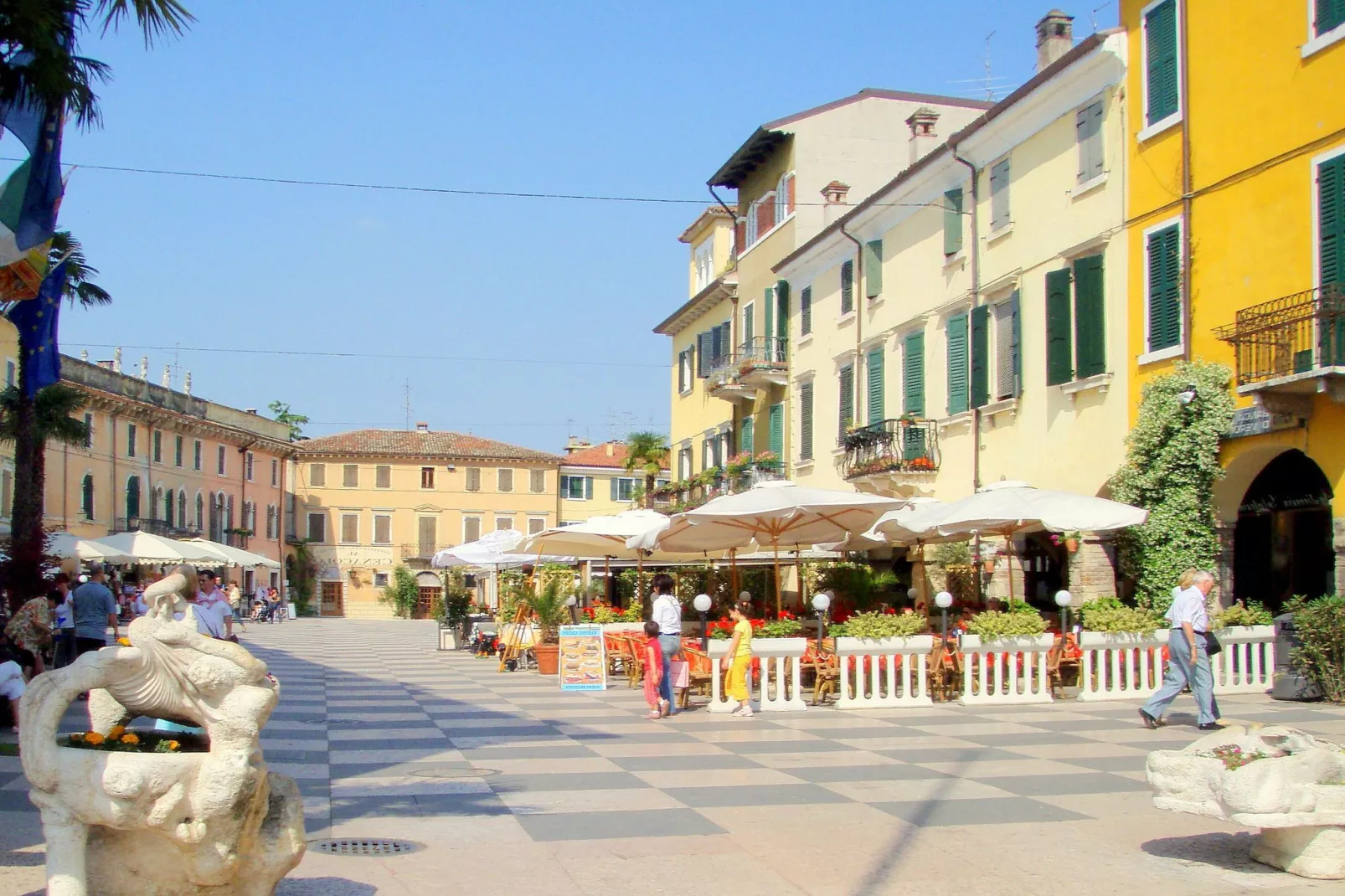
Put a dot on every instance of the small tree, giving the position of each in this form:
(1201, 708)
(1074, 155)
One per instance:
(1172, 465)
★ ★ ★ ★ ★
Write out the records above exactly as they appear, leaving out any pictures.

Put a dot on every instance of the small tree, giving the position of each in this form:
(1201, 708)
(1074, 155)
One per instance:
(1172, 465)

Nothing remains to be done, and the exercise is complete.